▶ What to work on
Read the lines below, and copy any that contain the string "face".

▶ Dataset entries
'''
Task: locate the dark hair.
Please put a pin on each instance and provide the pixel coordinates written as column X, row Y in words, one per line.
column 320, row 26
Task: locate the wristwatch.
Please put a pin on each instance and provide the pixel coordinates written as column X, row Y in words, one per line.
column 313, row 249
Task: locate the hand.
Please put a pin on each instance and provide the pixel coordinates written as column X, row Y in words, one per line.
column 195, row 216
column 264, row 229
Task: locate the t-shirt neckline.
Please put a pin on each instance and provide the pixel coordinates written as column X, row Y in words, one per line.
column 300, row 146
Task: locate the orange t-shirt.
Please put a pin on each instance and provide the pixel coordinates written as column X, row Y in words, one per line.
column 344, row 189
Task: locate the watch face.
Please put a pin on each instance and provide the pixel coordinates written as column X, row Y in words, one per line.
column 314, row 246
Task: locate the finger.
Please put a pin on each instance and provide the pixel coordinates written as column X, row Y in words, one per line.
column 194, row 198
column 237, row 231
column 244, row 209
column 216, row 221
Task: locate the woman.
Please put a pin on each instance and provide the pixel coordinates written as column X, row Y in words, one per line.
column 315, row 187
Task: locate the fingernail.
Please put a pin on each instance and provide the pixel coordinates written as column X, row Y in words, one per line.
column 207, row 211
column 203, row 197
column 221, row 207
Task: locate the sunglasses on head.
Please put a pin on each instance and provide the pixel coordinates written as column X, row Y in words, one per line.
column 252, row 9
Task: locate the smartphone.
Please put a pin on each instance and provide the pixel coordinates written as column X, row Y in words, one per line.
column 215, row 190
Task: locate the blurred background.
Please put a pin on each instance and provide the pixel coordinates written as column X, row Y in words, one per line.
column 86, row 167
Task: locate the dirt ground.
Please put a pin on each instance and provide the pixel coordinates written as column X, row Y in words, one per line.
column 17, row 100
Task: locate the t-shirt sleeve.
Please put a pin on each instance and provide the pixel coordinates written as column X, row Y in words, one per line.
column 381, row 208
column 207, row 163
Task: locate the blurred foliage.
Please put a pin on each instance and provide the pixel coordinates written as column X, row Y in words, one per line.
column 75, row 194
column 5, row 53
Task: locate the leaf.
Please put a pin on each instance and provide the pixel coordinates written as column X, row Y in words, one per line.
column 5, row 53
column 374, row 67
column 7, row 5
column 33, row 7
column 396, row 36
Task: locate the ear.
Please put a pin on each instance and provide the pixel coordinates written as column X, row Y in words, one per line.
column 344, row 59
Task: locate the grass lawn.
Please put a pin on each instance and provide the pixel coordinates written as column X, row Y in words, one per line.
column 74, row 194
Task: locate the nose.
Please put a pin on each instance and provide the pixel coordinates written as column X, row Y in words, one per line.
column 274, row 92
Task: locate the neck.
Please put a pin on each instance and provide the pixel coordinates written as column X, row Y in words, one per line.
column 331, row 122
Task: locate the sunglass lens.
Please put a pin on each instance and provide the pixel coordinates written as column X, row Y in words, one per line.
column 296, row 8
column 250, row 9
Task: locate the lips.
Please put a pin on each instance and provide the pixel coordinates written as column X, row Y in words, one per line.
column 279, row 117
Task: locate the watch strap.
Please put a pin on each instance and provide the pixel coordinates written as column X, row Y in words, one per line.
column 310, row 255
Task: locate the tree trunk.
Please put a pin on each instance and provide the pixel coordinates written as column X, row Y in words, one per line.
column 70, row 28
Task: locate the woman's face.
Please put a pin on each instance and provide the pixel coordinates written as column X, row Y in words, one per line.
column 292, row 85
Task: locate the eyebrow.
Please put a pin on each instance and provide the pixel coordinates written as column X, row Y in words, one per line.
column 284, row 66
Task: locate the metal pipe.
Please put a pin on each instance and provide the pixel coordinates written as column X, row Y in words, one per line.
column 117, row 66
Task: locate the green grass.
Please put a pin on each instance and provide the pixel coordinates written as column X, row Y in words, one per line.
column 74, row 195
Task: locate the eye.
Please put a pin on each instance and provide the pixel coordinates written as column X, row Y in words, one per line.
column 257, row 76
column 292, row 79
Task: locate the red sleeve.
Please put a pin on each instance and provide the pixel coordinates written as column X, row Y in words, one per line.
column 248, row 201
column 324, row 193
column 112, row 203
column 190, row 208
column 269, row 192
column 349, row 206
'''
▶ Result of this exercise
Task: locate the watch face.
Task: locate the woman's face.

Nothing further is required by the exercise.